▶ YOUR OBJECTIVE: Every record below should be printed exactly as given.

======== DATA SHOWN ========

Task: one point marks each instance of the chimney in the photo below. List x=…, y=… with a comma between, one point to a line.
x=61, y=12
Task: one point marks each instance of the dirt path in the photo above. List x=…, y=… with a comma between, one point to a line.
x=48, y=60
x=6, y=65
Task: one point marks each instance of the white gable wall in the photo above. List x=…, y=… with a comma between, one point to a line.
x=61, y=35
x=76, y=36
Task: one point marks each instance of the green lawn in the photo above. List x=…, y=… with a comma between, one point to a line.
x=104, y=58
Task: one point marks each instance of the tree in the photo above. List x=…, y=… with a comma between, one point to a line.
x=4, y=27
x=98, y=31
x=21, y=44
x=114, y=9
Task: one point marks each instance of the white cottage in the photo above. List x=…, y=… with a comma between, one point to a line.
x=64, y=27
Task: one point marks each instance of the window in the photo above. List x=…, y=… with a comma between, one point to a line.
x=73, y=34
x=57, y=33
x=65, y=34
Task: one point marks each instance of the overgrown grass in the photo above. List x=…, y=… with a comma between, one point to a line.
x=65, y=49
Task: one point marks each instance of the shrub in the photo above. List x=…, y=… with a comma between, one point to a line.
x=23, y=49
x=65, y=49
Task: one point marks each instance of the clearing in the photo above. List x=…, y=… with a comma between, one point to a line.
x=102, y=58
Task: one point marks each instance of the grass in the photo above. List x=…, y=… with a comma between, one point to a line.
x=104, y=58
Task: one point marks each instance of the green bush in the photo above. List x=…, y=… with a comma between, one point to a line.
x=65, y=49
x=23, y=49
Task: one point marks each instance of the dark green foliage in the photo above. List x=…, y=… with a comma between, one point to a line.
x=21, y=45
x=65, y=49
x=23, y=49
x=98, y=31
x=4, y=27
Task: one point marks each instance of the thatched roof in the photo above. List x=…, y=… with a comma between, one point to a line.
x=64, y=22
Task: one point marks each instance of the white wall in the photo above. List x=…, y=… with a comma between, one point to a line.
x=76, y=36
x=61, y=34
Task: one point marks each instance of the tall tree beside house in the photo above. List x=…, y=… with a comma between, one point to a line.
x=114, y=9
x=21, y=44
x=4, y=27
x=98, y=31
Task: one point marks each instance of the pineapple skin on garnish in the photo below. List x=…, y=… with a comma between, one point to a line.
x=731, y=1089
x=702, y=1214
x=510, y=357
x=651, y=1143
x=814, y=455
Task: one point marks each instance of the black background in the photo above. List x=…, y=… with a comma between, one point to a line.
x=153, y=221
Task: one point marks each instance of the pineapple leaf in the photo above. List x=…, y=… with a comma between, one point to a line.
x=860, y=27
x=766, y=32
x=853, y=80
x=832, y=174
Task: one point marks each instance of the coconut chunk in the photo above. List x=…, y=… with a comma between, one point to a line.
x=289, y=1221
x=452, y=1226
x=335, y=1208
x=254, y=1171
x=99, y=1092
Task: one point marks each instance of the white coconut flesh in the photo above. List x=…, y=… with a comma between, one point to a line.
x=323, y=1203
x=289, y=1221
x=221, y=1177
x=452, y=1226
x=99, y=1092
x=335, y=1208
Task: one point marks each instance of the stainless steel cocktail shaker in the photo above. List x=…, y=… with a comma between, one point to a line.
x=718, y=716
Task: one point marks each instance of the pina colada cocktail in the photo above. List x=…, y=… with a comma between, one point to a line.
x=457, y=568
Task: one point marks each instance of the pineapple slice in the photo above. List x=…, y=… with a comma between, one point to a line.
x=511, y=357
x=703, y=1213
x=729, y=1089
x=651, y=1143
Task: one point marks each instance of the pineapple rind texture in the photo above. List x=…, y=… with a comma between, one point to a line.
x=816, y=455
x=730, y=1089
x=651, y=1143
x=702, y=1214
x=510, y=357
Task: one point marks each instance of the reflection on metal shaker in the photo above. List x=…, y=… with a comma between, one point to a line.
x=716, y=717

========

▶ OUTPUT FOR THIS EXERCISE:
Task: one point marks each instance of the chimney in the photo below. List x=…, y=… with a comma between, one point to a line.
x=61, y=12
Task: one point marks each instance of the dirt path in the photo above. List x=…, y=… with a comma between, one point to a line.
x=48, y=60
x=6, y=65
Task: one point marks each instance of the white gable wall in the photo above. List x=…, y=… with a comma between, one point to a line.
x=61, y=35
x=76, y=36
Task: one point marks each instance of the green lawn in the photo above. List x=…, y=… with a comma between, one point to a line.
x=104, y=58
Task: one point marks each instance of the tree in the photo above. List x=…, y=… with a comma between, one point to a line.
x=4, y=27
x=98, y=31
x=21, y=44
x=114, y=9
Task: one point marks each instance of the white cottage in the photo above. List x=…, y=… with a comma between, one point to a line.
x=64, y=27
Task: one point marks each instance of the window in the photo above. List x=…, y=… with a comma between, one point to a line.
x=73, y=34
x=57, y=33
x=65, y=34
Task: one point marks each instance of the overgrown grass in the photo above. List x=…, y=… with a comma between, one point to a line.
x=65, y=49
Task: one point marks each instance of the shrub in the photo above. List x=…, y=… with a comma between, one point to a line.
x=23, y=49
x=65, y=49
Task: one point marks each instance of the clearing in the photo above. List x=…, y=… with a comma between, one point to a line.
x=102, y=58
Task: one point marks each instance of the grass in the photo above. List x=…, y=… with a comma between, one point to a line.
x=104, y=58
Task: one point marks each instance of the green bush in the photo above. List x=…, y=… with a comma between, one point to a line.
x=65, y=49
x=23, y=49
Task: one point marks each instance of the dark green foliage in the photo above. List x=…, y=… with a comma between, one point to a line.
x=21, y=45
x=65, y=49
x=23, y=49
x=98, y=31
x=4, y=27
Task: one point marks each instance of the thatched roof in the photo above. List x=…, y=… with a comma between, one point to a line.
x=64, y=22
Task: one point marks each instance of the white wall in the photo above. List x=…, y=… with a comma between, one point to a line.
x=76, y=36
x=61, y=34
Task: one point marks each instance of the tall tree beside house in the photo above. List x=…, y=… with a comma between, one point to a line.
x=114, y=9
x=21, y=44
x=4, y=27
x=98, y=31
Task: one point marks each instance of the pineapple skin on garnish in the photo below. List x=…, y=… with a comma between, one point to a line.
x=731, y=1089
x=702, y=1214
x=510, y=357
x=651, y=1143
x=814, y=455
Task: one point marks each instance of the black background in the photo above. List x=…, y=… with a comma between, one point to a line.
x=153, y=221
Task: one point marks each instance of the pineapple leaf in the photo above. List x=…, y=… with a comma between, one point to a line.
x=860, y=27
x=766, y=32
x=853, y=80
x=832, y=174
Task: one point marks each instance of the coconut chunk in the photo above. List x=…, y=… with a comma between, one point to a line.
x=289, y=1221
x=452, y=1226
x=335, y=1208
x=254, y=1171
x=99, y=1092
Task: one point marks each instance of the white coconut flesh in the photo above. List x=…, y=… with a comma between, one point to a line.
x=323, y=1203
x=289, y=1221
x=221, y=1177
x=452, y=1226
x=99, y=1092
x=335, y=1208
Task: one point marks each instance of the stainless steel cocktail shaker in the photo above. List x=…, y=… with a comma between, one point to a line.
x=718, y=716
Task: one point marks each instance of the pina colada cocktail in the photo above. List x=…, y=… with a comma between, one point to a line.
x=457, y=568
Task: one point marks each instance of the pineapple slice in the photo above. List x=…, y=… with a comma between, one point to a line.
x=511, y=357
x=703, y=1213
x=729, y=1089
x=651, y=1143
Task: one point marks each instance of the pineapple rind texture in the photo above. List x=…, y=… with a comma between, one point to a line.
x=816, y=455
x=730, y=1089
x=651, y=1143
x=702, y=1214
x=510, y=357
Task: one point marks each instance of the reflection on metal shaker in the photo above. List x=…, y=… with a comma between, one point to a line.
x=716, y=717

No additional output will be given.